* BEGIN Text passage *

From May 21, 2020 / JRB interview
It was La Croix
Arbitrage: How did you find out about Numerai?
JRB: I think it was sometime around Christmas in 2015. I was living in Dubai at the time. What people in Dubai usually do around Christmas is go on vacation, but I had to cancel mine for some reason. A friend of mine told me about this weird crypto machine learning tournament which operates on homomorphically encrypted data. I told him that was impossible - I had concluded that homomorphic encryption just wasn't there yet. But I took a look at Numerai and built a really stupid model and submit some predictions. It was a monthly tournament at that time, and I forgot about it for a while but at the end of the month I got a payout (which is probably a lot of money now). But from then on, I was hooked!
Arbitrage: I just scoped your profile on the Numerai website and your model woke on January 7, 2016, so you're the first person I've interviewed here who started their account before I did. Congratulations - you're officially the oldest OG.
JRB: When did you start your account?
Arbitrage: April .
JRB: Oh not too far off.
Arbitrage: Yeah not far. I think I mentioned that I actually found Numerai through the Quantopian forum - someone mentioned it there and I was looking for a project that was domain-related. Since it was stocks, it was like oh! This is great!
Arbitrage: Ohhh yes.
JRB: It would be great if you could interview him or her.
Arbitrage: Their account started in December of 2015, so they're the real OG. So you were in Dubai, moved to Ireland, had a couple of gaps in the tournament (as many of us did). What motivated you to start participating again?
JRB: Kaggle was fairly boring, and this was a bit of an enigma and a challenge. Nobody tells you what Numerai is. I'm naturally drawn to hard problems. As is everyone else in the tournament, I believe.
Arbitrage: Yeah, it's like the itch you can't scratch. Your commentary always makes me think, 'wow this person must work for scikit-learn or something' but before I get to that, where do you live in the world?
JRB: I live in Dublin, Ireland.
Arbitrage: So what do you do for a living that's got you so honed in on neural nets?
JRB: So I'm working on a federated learning startup by day. I can't afford to hire any employees so I do a lot of work with neural nets during the day. These are computer vision neural networks, and I try to quantize them and get them to work on small devices like cell phones.
Arbitrage: Whoa time out! What does quantize mean in the context you're talking about?
JRB: So when you train a neural network, you train them with floating point numbers (usually 32 or 16 bit floating point). But it's much faster to turn these continuous numbers into discrete integers. You have a couple of different algorithms for pruning which is essentially tweaking the neural network and quantizing it, hopefully with a very small loss in accuracy but with a great performance boost.

* END Text passage *
* BEGIN Record extracts *

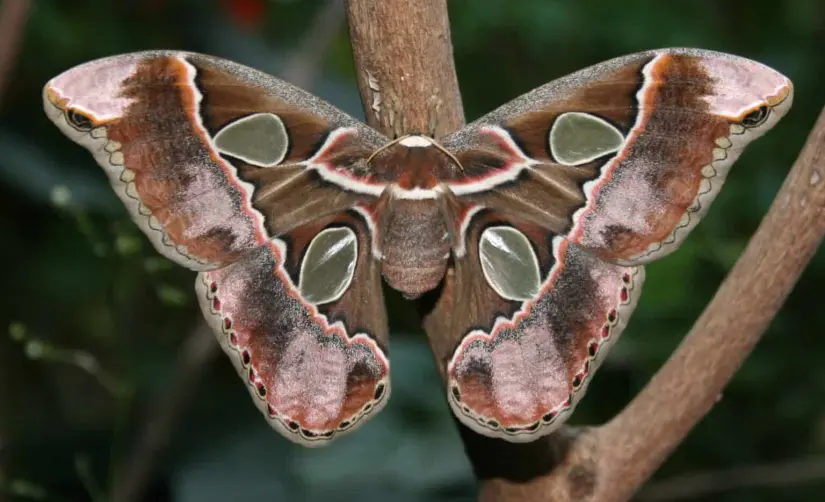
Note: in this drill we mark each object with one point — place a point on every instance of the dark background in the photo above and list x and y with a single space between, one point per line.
79 276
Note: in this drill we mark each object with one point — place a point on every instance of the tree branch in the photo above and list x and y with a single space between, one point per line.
407 81
404 63
621 455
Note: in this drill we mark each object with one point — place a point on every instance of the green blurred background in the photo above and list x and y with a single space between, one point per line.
80 277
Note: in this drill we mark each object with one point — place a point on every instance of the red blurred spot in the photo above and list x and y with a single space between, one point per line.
248 14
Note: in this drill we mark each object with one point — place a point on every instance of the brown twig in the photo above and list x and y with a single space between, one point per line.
200 347
13 16
405 66
617 458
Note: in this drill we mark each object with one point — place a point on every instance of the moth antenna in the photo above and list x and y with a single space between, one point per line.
434 143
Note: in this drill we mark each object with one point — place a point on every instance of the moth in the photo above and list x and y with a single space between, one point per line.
535 221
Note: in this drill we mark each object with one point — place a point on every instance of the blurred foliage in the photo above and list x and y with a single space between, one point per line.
82 282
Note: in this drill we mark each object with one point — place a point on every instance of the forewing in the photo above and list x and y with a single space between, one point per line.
625 157
265 190
210 157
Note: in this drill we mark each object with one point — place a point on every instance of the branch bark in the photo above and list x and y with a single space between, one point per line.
404 66
622 454
407 80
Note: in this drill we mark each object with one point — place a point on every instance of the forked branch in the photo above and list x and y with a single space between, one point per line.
407 81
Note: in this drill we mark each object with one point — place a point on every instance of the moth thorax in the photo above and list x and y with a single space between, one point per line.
415 247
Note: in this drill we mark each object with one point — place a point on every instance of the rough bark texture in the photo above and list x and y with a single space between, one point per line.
407 81
404 61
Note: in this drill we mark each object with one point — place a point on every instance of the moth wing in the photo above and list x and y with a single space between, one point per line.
563 195
625 157
263 189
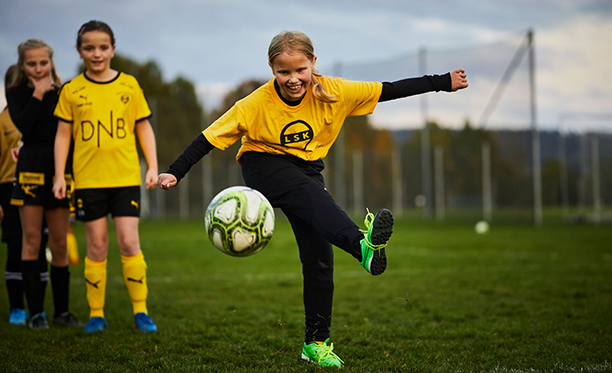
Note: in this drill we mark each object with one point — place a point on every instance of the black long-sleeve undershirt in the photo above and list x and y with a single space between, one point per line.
200 146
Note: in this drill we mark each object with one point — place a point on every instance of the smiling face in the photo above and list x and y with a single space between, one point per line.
293 72
37 63
96 51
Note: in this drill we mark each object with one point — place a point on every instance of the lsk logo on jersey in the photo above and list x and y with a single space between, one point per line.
296 134
124 97
83 100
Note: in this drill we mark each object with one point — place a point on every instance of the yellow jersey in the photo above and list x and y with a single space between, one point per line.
267 124
10 142
103 117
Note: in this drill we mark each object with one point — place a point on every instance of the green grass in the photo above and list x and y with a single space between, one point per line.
519 299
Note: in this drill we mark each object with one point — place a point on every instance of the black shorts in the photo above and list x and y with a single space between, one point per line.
11 225
34 179
92 204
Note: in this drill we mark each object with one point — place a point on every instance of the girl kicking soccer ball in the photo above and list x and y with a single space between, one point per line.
103 110
287 127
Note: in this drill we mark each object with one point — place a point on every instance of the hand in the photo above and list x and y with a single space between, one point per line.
42 86
59 188
458 80
166 181
151 179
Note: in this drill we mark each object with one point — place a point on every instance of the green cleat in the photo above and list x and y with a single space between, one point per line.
379 229
321 353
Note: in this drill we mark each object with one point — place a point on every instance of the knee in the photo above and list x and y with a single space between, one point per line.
97 249
129 245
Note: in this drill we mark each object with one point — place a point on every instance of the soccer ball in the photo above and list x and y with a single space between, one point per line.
482 227
239 221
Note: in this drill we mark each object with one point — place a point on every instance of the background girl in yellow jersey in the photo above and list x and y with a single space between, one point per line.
287 127
31 101
103 110
12 235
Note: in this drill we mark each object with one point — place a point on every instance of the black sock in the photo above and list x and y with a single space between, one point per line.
13 276
32 286
60 284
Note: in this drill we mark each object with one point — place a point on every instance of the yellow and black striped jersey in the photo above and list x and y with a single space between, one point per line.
267 124
10 139
103 118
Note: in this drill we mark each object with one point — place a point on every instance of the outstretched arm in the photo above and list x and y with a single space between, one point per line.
199 147
61 149
448 82
149 149
458 80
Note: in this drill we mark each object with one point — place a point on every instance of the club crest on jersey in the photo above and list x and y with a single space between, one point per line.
296 132
125 97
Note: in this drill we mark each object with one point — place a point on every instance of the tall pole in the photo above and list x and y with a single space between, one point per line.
487 195
396 171
425 144
563 178
535 138
595 180
439 184
339 179
358 182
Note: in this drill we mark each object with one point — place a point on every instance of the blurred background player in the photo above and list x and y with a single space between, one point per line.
10 141
106 167
31 101
287 126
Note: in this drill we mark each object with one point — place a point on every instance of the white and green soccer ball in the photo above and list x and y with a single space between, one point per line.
482 227
239 221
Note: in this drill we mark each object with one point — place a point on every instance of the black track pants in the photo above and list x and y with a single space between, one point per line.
298 189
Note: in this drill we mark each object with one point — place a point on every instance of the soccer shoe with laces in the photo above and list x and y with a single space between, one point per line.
321 353
379 229
38 321
143 322
66 319
17 316
95 324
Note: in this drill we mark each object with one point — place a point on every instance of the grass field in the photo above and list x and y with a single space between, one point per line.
519 299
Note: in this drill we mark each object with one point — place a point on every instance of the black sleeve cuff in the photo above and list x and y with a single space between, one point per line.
415 86
199 147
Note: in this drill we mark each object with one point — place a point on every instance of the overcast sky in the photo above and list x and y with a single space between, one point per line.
219 43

* END Record extracts *

-- Problems to work on --
• a. In the interview, swap "Kaggle" for "Quantopian", beginning at the words that have "JRB: It would" and stopping after "in Dublin, Ireland.".
• b. Rewrite the interview paragraph that begins "JRB: I think it was sometime around Christmas" more briefly, keeping its main facts.
The data was taken from a separate source, not from the interview.

-- Solutions below --
• a.
JRB: It would be great if you could interview him or her.
Arbitrage: Their account started in December of 2015, so they're the real OG. So you were in Dubai, moved to Ireland, had a couple of gaps in the tournament (as many of us did). What motivated you to start participating again?
JRB: Quantopian was fairly boring, and this was a bit of an enigma and a challenge. Nobody tells you what Numerai is. I'm naturally drawn to hard problems. As is everyone else in the tournament, I believe.
Arbitrage: Yeah, it's like the itch you can't scratch. Your commentary always makes me think, 'wow this person must work for scikit-learn or something' but before I get to that, where do you live in the world?
JRB: I live in Dublin, Ireland.

• b. Around Christmas 2015, while living in Dubai, the speaker had to cancel a vacation. A friend described a crypto machine learning tournament run on homomorphically encrypted data. The speaker thought this was impossible, believing homomorphic encryption wasn't ready yet. Still, the speaker tried Numerai, built a very simple model and submitted predictions. The tournament was monthly then. After forgetting about it, the speaker received a payout at the end of the month and was hooked from then on.